BEGIN Text shown
TV trailer for next week's episode:

 

Edited by Doctor MK
Link to comment
Share on other sites

The Girl Who Died would have been considerably improved if they'd been able to use their first choice of actor for Odin: Brian Blessed.  He had to withdraw from the part, I presume owing to his recent health difficulties, and his replacement just isn't campy enough.

Yes, mixed feelings on the episode itself.  It felt too much like an episode of one of the BBC's other historical fantasy shows from over the years - Robin Hood, Merlin, Atlantis - which are not good shows to be evoking as they were at their best when being campy and self-aware of how terrible they were.  Odin's costume looked school-play cheap rather than campy-fantasy cheap, and the Mire's costumes I feel were equally misjudged, looking more like galactic garbage disposal officers rather than ruthless mercenaries, and while their appearance beneath the helmet was more original it also bore no resemblance to the design of the helmet itself.

The episode I also felt suffered from a similar storytelling problem to Before The Flood, which is that it felt like not much was happening for a forty-five minute episode; they hang around an abandoned village, they hang around a Viking village - it didn't exactly take me on a journey.  It felt short and unambitious.  Actually, now that I think about it, The Magician's Apprentice and The Witch's Familiar were very similar; they also felt to me like they were basically set in two rooms with not much going on.  There's been no sense of space to the stories this series so far, and I think I am seriously missing that in comparison to previous series and even in comparison to Merlin et al.

Link to comment
Share on other sites

Bob Baker pls, yes K-9 is a fun gimmick in small doses and appeals well to kids, this does not mean he's actually a good character. Stop trying to constantly spin him off, there's a reason it keeps failing.
END Text shown
* **Required task 1**
In the episode discussion, which actor was the first choice to play Odin in The Girl Who Died?
BEGIN Input records
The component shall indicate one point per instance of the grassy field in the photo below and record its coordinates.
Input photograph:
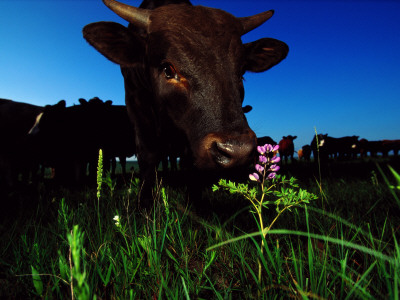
(60, 243)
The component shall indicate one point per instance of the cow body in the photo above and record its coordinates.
(305, 153)
(16, 119)
(261, 141)
(183, 67)
(69, 138)
(326, 146)
(286, 147)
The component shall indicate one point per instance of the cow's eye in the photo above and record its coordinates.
(169, 71)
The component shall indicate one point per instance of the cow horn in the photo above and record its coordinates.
(137, 16)
(252, 22)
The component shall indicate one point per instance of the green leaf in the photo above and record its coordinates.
(37, 281)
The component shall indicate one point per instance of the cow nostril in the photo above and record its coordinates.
(222, 153)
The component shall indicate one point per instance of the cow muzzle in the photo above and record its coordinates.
(226, 152)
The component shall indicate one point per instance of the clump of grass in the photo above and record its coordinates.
(319, 252)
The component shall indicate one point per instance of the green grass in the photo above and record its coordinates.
(66, 244)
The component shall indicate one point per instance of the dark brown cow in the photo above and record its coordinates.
(286, 147)
(16, 119)
(183, 68)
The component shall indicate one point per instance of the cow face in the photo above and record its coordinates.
(183, 68)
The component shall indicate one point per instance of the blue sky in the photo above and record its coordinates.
(342, 74)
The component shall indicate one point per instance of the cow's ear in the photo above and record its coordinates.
(264, 54)
(115, 41)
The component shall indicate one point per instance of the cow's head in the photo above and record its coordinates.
(190, 61)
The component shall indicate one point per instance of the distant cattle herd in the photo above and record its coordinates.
(68, 139)
(183, 69)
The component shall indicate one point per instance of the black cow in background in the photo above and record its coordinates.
(16, 156)
(286, 148)
(344, 147)
(305, 153)
(69, 138)
(183, 68)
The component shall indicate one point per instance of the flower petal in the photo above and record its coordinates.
(254, 177)
(274, 168)
(259, 168)
(275, 159)
(262, 159)
(261, 149)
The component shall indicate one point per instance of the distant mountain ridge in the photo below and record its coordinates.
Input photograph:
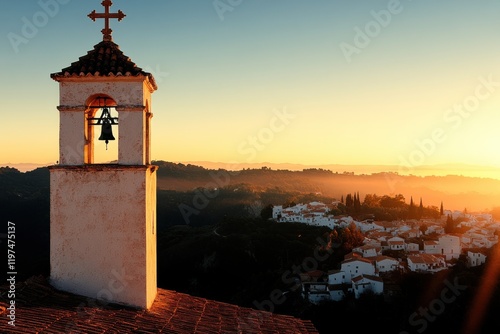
(424, 170)
(455, 191)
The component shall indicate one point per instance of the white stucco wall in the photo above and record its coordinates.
(103, 232)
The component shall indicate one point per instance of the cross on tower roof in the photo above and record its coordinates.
(106, 16)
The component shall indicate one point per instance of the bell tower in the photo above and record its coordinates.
(103, 216)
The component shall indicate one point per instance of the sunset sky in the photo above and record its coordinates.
(314, 82)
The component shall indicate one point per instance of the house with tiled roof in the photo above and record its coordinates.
(476, 257)
(367, 283)
(450, 246)
(40, 308)
(426, 263)
(396, 243)
(357, 266)
(385, 264)
(367, 250)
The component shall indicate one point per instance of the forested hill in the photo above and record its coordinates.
(456, 192)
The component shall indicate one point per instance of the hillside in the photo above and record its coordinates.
(456, 192)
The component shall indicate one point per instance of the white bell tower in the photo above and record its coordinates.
(103, 216)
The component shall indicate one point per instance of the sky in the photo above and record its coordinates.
(360, 82)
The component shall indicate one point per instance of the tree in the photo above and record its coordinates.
(411, 209)
(420, 209)
(450, 225)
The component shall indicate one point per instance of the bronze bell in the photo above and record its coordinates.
(106, 132)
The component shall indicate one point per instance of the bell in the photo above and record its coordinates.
(106, 132)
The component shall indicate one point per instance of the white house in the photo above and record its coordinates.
(450, 246)
(431, 247)
(368, 250)
(426, 263)
(386, 263)
(336, 277)
(412, 247)
(357, 266)
(364, 283)
(316, 292)
(476, 258)
(396, 243)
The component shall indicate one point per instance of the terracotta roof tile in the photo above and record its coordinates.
(106, 59)
(42, 309)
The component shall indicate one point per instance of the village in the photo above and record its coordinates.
(364, 268)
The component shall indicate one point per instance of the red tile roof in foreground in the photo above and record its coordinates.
(106, 59)
(42, 309)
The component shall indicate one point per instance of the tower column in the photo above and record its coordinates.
(132, 148)
(73, 136)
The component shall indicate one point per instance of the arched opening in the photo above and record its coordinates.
(101, 130)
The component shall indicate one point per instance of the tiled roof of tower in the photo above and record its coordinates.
(106, 59)
(42, 309)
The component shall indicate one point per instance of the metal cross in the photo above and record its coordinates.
(106, 16)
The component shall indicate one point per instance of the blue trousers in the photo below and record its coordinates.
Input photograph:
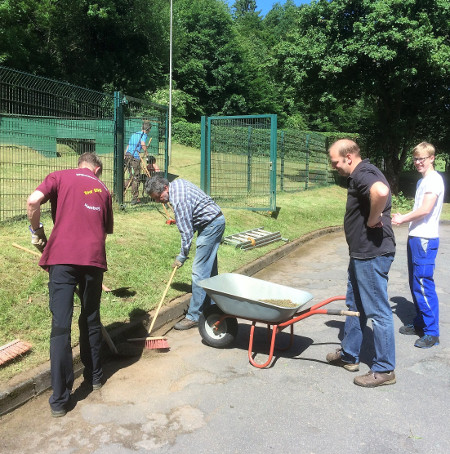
(421, 263)
(205, 264)
(63, 280)
(367, 293)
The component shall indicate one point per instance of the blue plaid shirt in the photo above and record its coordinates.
(193, 210)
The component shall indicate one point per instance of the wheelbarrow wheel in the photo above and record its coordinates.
(220, 336)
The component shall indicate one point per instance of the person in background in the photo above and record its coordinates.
(152, 167)
(194, 211)
(132, 159)
(423, 244)
(369, 235)
(74, 255)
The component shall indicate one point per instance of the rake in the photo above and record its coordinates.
(156, 343)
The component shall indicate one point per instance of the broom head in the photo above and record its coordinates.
(153, 343)
(156, 343)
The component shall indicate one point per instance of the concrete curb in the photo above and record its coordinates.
(36, 381)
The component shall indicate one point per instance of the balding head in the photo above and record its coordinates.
(344, 156)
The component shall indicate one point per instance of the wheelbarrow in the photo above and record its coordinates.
(258, 301)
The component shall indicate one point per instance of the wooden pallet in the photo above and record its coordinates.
(252, 238)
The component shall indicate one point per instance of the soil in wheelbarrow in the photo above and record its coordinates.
(280, 303)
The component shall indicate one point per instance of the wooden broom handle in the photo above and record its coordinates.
(162, 299)
(26, 249)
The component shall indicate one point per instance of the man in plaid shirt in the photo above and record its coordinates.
(194, 211)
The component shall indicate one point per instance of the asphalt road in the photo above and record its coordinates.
(197, 399)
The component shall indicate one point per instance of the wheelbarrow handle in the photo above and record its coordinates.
(341, 312)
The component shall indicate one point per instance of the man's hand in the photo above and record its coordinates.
(38, 238)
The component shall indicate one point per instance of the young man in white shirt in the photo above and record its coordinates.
(423, 243)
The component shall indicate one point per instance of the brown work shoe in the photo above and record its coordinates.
(373, 379)
(335, 358)
(185, 324)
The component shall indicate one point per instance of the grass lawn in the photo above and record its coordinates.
(140, 254)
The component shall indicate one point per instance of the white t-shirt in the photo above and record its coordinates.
(428, 227)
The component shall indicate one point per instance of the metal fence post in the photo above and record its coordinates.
(249, 159)
(273, 159)
(119, 129)
(203, 158)
(307, 161)
(282, 161)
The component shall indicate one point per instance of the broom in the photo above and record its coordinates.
(156, 343)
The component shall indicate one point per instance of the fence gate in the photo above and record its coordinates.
(238, 162)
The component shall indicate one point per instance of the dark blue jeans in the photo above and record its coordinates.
(367, 293)
(205, 264)
(422, 254)
(63, 280)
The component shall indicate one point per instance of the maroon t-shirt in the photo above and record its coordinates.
(82, 215)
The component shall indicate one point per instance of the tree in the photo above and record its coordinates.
(123, 43)
(391, 56)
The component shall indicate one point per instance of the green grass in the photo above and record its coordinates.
(140, 253)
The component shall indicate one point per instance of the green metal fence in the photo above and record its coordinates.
(243, 167)
(46, 124)
(302, 161)
(239, 160)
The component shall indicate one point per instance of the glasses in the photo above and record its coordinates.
(420, 160)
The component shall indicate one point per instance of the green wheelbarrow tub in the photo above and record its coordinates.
(242, 296)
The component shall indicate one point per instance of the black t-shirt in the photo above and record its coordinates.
(364, 242)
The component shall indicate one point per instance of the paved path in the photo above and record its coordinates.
(197, 399)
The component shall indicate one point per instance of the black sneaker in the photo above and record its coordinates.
(427, 341)
(335, 358)
(411, 330)
(59, 413)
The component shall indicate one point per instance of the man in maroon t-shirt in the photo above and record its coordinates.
(74, 255)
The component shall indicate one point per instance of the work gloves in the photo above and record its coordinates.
(177, 264)
(179, 261)
(38, 238)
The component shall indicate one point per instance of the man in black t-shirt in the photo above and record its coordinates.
(371, 242)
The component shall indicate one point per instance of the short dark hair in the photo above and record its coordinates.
(156, 184)
(346, 146)
(91, 159)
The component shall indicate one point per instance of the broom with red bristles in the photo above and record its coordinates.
(151, 342)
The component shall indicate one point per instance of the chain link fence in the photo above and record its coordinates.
(46, 124)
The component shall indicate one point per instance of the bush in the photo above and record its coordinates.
(188, 134)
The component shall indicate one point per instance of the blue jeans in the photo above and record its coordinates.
(367, 293)
(421, 263)
(63, 280)
(205, 264)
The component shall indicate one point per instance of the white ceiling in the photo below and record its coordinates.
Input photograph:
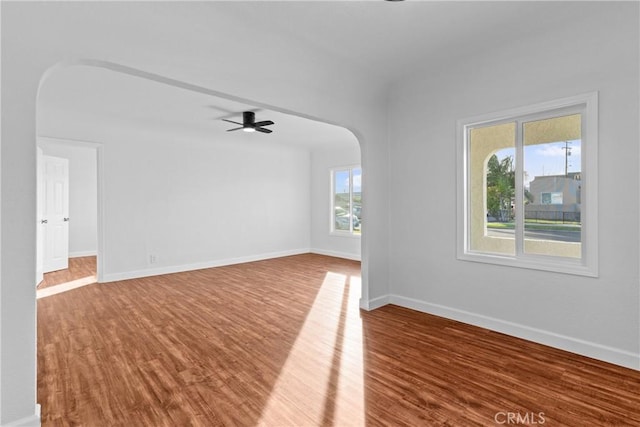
(105, 95)
(390, 39)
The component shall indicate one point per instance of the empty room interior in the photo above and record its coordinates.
(304, 213)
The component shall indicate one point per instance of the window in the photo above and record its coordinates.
(527, 187)
(346, 201)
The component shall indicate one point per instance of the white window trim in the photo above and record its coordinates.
(588, 264)
(332, 177)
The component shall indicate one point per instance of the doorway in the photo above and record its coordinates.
(67, 210)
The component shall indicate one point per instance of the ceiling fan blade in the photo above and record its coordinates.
(231, 121)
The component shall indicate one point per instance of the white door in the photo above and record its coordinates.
(54, 221)
(39, 227)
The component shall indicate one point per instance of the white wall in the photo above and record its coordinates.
(191, 201)
(599, 317)
(36, 36)
(322, 242)
(200, 203)
(83, 194)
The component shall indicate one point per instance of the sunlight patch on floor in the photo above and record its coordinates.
(64, 287)
(322, 379)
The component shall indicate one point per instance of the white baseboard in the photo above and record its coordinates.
(80, 254)
(597, 351)
(156, 271)
(374, 303)
(30, 421)
(345, 255)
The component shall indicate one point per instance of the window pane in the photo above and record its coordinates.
(491, 188)
(341, 203)
(357, 200)
(552, 186)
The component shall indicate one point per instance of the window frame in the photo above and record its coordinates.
(332, 226)
(587, 265)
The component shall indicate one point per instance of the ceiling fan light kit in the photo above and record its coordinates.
(249, 123)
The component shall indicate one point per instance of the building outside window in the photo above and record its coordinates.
(523, 197)
(346, 201)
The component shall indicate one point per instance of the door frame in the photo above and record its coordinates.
(43, 141)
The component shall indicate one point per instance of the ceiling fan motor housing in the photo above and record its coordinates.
(248, 118)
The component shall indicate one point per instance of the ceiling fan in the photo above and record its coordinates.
(249, 123)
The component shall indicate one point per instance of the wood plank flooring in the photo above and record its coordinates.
(79, 268)
(283, 343)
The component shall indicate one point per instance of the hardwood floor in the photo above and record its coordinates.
(79, 268)
(283, 343)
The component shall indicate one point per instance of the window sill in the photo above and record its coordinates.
(554, 265)
(345, 234)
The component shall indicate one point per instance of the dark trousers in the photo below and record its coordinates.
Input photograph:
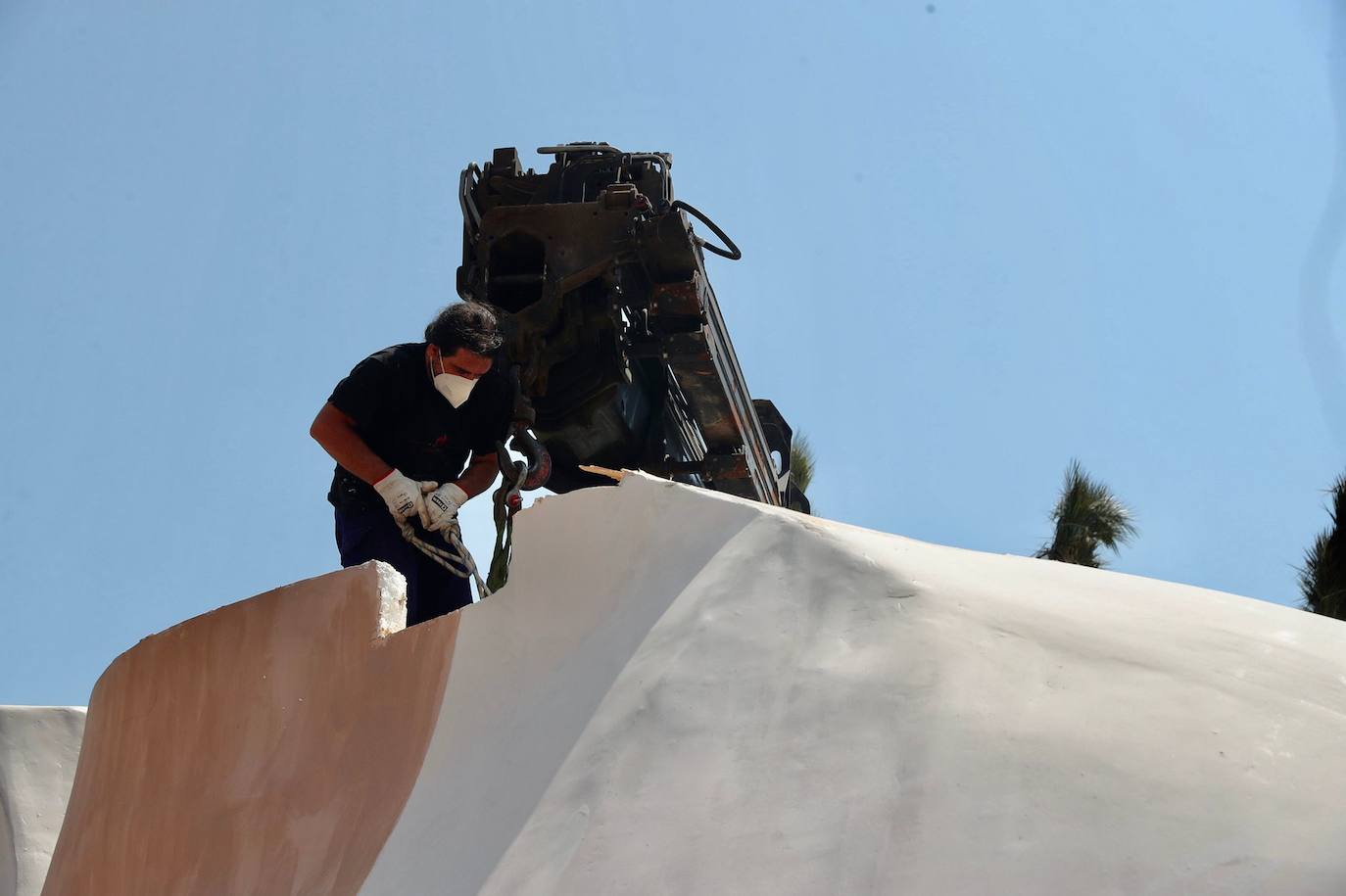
(371, 535)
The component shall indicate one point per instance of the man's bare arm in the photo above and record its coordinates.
(335, 432)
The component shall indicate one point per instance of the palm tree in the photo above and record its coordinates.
(1087, 517)
(1322, 579)
(801, 461)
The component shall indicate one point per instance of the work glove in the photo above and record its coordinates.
(442, 506)
(406, 498)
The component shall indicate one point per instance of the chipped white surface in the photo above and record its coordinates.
(392, 599)
(683, 693)
(39, 747)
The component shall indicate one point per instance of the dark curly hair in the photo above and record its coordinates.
(464, 324)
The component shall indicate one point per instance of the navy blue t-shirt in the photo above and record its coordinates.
(409, 425)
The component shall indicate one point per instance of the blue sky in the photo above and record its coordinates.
(979, 241)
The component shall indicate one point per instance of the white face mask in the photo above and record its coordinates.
(454, 388)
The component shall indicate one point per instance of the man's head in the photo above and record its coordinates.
(460, 341)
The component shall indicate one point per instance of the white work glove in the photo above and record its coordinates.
(406, 498)
(442, 506)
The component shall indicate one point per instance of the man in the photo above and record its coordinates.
(402, 427)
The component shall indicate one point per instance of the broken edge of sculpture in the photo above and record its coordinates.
(684, 691)
(260, 748)
(39, 747)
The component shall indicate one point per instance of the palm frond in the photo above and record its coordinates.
(1087, 517)
(1322, 579)
(802, 461)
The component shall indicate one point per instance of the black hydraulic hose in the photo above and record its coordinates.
(731, 253)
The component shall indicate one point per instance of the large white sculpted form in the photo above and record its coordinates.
(687, 693)
(39, 747)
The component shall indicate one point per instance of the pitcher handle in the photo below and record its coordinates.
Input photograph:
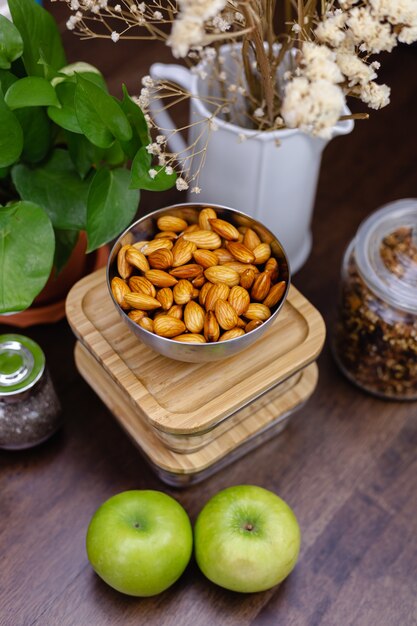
END Input records
* **Required task 2**
Return every line of the entries above that contains the string "roof", treating uppercase and lowercase letters as distinct.

* **Problem solution 1**
Brian Blessed.

* **Problem solution 2**
The component shall indicate one point per instance of the cross on tower roof in the photo above and record its coordinates.
The component shall indicate one point per instance of the house with tiled roof in the photo above and record its coordinates.
The component shall indicate one point per instance of the terracotta roof tile in the photo above and record its coordinates.
The component shall indicate one point per instance of the red tile roof in foreground in the photo above and record its coordinates.
The component shall indicate one point per instance of the tiled roof of tower in the photo above and record its coordinates.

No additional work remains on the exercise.